↓↓↓
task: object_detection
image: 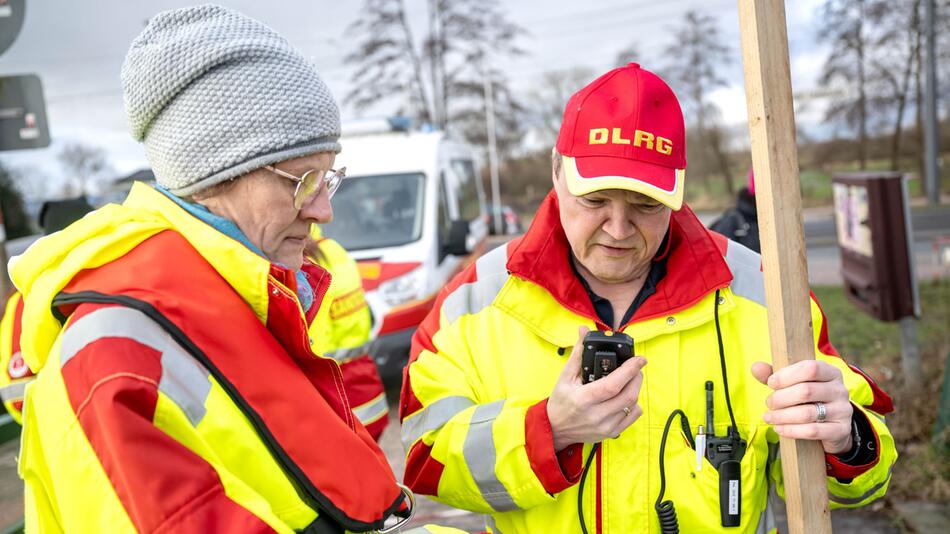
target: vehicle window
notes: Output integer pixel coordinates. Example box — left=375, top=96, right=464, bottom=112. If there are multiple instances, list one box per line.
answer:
left=321, top=174, right=425, bottom=250
left=452, top=159, right=482, bottom=221
left=438, top=171, right=452, bottom=262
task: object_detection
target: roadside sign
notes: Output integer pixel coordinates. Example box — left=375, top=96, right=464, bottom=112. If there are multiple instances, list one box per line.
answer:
left=0, top=0, right=26, bottom=54
left=0, top=73, right=49, bottom=150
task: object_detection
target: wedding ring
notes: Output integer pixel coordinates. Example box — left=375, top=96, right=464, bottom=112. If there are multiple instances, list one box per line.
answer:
left=815, top=402, right=828, bottom=423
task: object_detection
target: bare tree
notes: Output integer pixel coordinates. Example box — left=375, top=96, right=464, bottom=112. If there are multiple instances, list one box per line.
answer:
left=819, top=0, right=893, bottom=169
left=344, top=0, right=434, bottom=123
left=57, top=143, right=109, bottom=195
left=529, top=67, right=594, bottom=146
left=0, top=162, right=33, bottom=239
left=346, top=0, right=524, bottom=151
left=662, top=11, right=735, bottom=194
left=870, top=0, right=922, bottom=171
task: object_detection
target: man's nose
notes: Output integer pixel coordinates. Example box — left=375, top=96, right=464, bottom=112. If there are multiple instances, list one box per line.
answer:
left=601, top=206, right=634, bottom=241
left=300, top=191, right=333, bottom=224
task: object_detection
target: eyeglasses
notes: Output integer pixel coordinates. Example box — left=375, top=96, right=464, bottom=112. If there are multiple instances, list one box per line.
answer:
left=264, top=165, right=346, bottom=210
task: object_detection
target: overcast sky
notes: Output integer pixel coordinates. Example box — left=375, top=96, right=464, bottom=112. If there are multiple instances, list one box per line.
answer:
left=0, top=0, right=826, bottom=199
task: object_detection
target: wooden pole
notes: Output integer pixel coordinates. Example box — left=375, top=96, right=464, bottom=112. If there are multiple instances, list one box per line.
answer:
left=739, top=0, right=831, bottom=534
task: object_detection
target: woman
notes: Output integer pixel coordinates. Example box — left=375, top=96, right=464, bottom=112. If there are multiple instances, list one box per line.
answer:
left=12, top=5, right=450, bottom=532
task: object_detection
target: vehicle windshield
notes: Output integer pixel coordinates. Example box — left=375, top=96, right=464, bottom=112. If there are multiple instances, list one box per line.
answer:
left=321, top=174, right=425, bottom=250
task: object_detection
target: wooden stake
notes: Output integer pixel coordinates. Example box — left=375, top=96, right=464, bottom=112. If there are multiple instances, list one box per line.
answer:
left=739, top=0, right=831, bottom=534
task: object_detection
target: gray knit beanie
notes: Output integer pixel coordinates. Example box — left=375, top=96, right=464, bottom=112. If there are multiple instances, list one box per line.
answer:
left=122, top=4, right=340, bottom=196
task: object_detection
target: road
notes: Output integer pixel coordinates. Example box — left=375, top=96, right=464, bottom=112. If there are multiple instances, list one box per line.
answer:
left=697, top=206, right=950, bottom=285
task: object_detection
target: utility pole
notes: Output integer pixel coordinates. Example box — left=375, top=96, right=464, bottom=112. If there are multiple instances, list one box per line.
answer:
left=924, top=0, right=940, bottom=205
left=482, top=62, right=504, bottom=234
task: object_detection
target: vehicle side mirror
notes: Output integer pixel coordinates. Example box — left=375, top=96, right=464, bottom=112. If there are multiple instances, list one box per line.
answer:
left=443, top=219, right=469, bottom=256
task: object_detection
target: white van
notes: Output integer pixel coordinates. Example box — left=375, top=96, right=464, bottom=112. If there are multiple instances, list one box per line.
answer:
left=322, top=122, right=488, bottom=379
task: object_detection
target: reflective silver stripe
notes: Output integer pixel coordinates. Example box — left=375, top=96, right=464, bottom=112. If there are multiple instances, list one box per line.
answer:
left=60, top=306, right=211, bottom=425
left=755, top=494, right=778, bottom=534
left=442, top=245, right=508, bottom=324
left=485, top=515, right=510, bottom=534
left=828, top=464, right=894, bottom=506
left=158, top=344, right=211, bottom=426
left=726, top=241, right=765, bottom=306
left=462, top=400, right=518, bottom=512
left=401, top=396, right=475, bottom=450
left=353, top=393, right=389, bottom=425
left=323, top=343, right=370, bottom=363
left=0, top=384, right=33, bottom=402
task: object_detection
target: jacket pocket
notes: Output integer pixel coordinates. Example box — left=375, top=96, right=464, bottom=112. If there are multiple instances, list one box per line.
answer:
left=653, top=426, right=768, bottom=532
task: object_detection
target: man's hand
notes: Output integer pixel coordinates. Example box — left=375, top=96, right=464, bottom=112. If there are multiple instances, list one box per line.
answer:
left=548, top=327, right=647, bottom=452
left=752, top=360, right=854, bottom=454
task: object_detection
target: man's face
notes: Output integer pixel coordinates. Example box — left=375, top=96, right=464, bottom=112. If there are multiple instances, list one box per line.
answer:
left=554, top=165, right=671, bottom=284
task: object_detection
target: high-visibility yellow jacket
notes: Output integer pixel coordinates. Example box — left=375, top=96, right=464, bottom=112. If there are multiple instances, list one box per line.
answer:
left=11, top=184, right=412, bottom=532
left=0, top=293, right=35, bottom=423
left=310, top=225, right=389, bottom=441
left=400, top=194, right=897, bottom=534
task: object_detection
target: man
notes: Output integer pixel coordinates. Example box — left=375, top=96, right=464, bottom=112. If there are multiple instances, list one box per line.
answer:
left=400, top=64, right=896, bottom=534
left=306, top=225, right=389, bottom=441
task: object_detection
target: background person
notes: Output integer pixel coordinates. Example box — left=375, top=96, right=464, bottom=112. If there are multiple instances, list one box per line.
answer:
left=307, top=225, right=389, bottom=441
left=709, top=168, right=761, bottom=252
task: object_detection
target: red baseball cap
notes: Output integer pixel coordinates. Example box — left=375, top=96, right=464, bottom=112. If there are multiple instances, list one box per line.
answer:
left=557, top=63, right=686, bottom=210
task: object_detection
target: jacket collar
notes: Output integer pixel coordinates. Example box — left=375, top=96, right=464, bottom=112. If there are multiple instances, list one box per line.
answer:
left=507, top=191, right=732, bottom=327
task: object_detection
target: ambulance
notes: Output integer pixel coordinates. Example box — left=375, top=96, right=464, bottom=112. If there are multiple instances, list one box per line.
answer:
left=322, top=119, right=488, bottom=382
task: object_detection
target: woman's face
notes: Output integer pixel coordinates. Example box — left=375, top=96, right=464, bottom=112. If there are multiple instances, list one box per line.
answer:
left=200, top=152, right=336, bottom=269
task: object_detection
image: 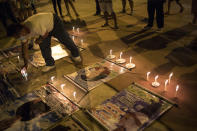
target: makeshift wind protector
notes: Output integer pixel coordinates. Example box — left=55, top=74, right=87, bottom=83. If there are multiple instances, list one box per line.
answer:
left=88, top=84, right=172, bottom=131
left=65, top=60, right=125, bottom=91
left=0, top=85, right=78, bottom=131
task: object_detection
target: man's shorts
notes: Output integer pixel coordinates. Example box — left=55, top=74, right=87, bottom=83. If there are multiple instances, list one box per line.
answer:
left=99, top=0, right=114, bottom=14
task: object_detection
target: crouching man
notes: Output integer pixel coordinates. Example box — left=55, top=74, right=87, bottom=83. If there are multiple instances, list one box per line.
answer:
left=8, top=13, right=82, bottom=72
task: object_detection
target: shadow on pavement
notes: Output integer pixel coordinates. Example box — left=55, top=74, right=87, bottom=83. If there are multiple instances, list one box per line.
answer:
left=154, top=38, right=197, bottom=74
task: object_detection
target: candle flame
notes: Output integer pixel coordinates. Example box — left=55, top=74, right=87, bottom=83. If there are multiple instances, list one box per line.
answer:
left=165, top=80, right=168, bottom=86
left=155, top=75, right=159, bottom=82
left=120, top=52, right=122, bottom=59
left=176, top=85, right=179, bottom=92
left=130, top=56, right=133, bottom=63
left=109, top=49, right=112, bottom=55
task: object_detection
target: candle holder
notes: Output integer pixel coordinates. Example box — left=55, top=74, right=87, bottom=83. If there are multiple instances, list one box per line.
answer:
left=126, top=57, right=135, bottom=69
left=168, top=72, right=173, bottom=84
left=107, top=49, right=116, bottom=60
left=51, top=76, right=55, bottom=83
left=146, top=72, right=151, bottom=81
left=175, top=85, right=179, bottom=97
left=60, top=84, right=66, bottom=90
left=164, top=80, right=168, bottom=91
left=152, top=75, right=160, bottom=87
left=116, top=52, right=126, bottom=64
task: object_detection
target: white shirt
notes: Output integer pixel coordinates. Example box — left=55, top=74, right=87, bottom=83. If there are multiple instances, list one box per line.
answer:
left=22, top=13, right=54, bottom=42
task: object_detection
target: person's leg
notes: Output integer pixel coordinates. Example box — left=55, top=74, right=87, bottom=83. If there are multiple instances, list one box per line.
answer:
left=57, top=0, right=63, bottom=17
left=52, top=16, right=79, bottom=57
left=156, top=0, right=164, bottom=28
left=147, top=2, right=155, bottom=27
left=176, top=0, right=184, bottom=13
left=31, top=2, right=37, bottom=14
left=52, top=0, right=57, bottom=14
left=64, top=0, right=71, bottom=16
left=95, top=0, right=101, bottom=15
left=192, top=14, right=197, bottom=24
left=102, top=11, right=109, bottom=27
left=6, top=2, right=17, bottom=23
left=166, top=0, right=172, bottom=15
left=122, top=0, right=126, bottom=13
left=69, top=0, right=79, bottom=17
left=39, top=35, right=55, bottom=66
left=129, top=0, right=134, bottom=15
left=112, top=12, right=118, bottom=29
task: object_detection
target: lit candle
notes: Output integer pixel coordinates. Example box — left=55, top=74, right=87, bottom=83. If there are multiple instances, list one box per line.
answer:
left=152, top=75, right=160, bottom=87
left=60, top=84, right=66, bottom=90
left=17, top=56, right=20, bottom=62
left=146, top=72, right=150, bottom=81
left=175, top=85, right=179, bottom=97
left=168, top=72, right=173, bottom=84
left=51, top=76, right=55, bottom=82
left=77, top=28, right=79, bottom=34
left=73, top=92, right=77, bottom=99
left=130, top=56, right=132, bottom=64
left=120, top=52, right=122, bottom=59
left=164, top=80, right=168, bottom=91
left=81, top=39, right=83, bottom=44
left=21, top=68, right=28, bottom=81
left=109, top=49, right=112, bottom=55
left=73, top=26, right=75, bottom=32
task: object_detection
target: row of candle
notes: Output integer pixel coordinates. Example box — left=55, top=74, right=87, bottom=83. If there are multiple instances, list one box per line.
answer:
left=146, top=72, right=179, bottom=97
left=51, top=76, right=77, bottom=100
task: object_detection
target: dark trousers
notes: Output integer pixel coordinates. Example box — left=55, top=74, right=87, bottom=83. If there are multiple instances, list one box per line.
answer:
left=52, top=0, right=62, bottom=16
left=39, top=15, right=79, bottom=66
left=148, top=0, right=164, bottom=28
left=95, top=0, right=101, bottom=14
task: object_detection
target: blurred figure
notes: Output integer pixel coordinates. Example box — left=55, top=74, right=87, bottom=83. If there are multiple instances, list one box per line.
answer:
left=192, top=0, right=197, bottom=24
left=166, top=0, right=184, bottom=15
left=94, top=0, right=101, bottom=16
left=99, top=0, right=118, bottom=29
left=52, top=0, right=63, bottom=17
left=122, top=0, right=134, bottom=15
left=8, top=13, right=82, bottom=72
left=19, top=0, right=32, bottom=21
left=144, top=0, right=165, bottom=32
left=64, top=0, right=79, bottom=17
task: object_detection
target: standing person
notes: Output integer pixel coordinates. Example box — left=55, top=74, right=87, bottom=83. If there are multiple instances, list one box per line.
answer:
left=0, top=0, right=18, bottom=33
left=52, top=0, right=63, bottom=17
left=19, top=0, right=32, bottom=21
left=166, top=0, right=184, bottom=15
left=64, top=0, right=79, bottom=17
left=144, top=0, right=165, bottom=32
left=192, top=0, right=197, bottom=24
left=99, top=0, right=118, bottom=29
left=122, top=0, right=134, bottom=15
left=94, top=0, right=101, bottom=16
left=9, top=13, right=82, bottom=72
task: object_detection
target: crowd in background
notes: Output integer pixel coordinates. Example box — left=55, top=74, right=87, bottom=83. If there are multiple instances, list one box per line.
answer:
left=0, top=0, right=197, bottom=35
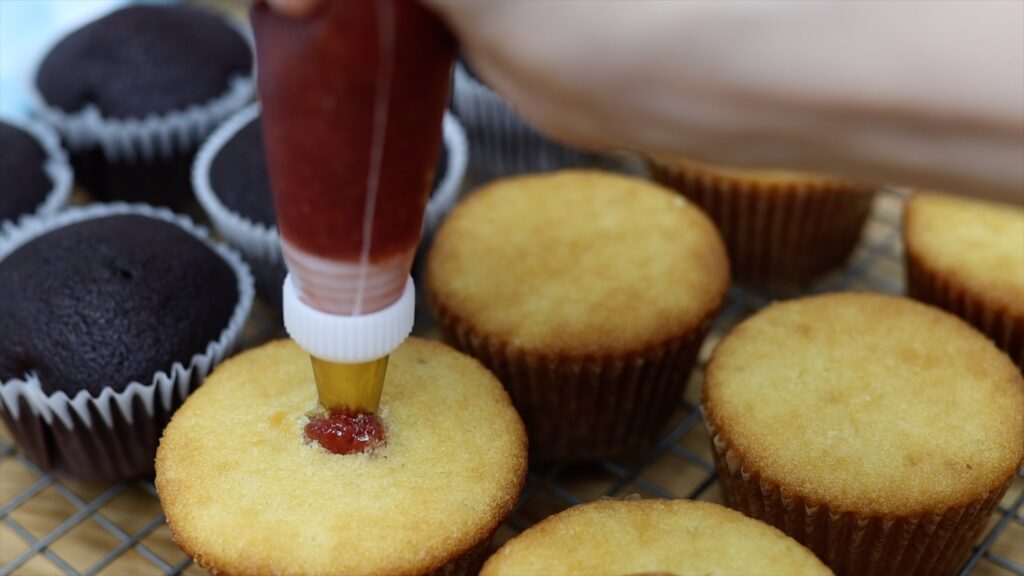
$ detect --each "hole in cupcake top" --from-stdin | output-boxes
[36,5,252,118]
[304,409,387,455]
[0,215,239,394]
[0,122,53,220]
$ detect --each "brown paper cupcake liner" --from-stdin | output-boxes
[904,250,1024,371]
[434,302,717,460]
[649,160,874,286]
[452,61,621,183]
[428,535,494,576]
[703,414,1014,576]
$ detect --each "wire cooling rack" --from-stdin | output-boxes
[0,191,1024,576]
↑↑↑
• [WHAT NEEDS TO BE DONE]
Pull out every line of the records that contains the string "pole", and copy each one in full.

• [WORKED SOLUTION]
target: wooden pole
target: utility pole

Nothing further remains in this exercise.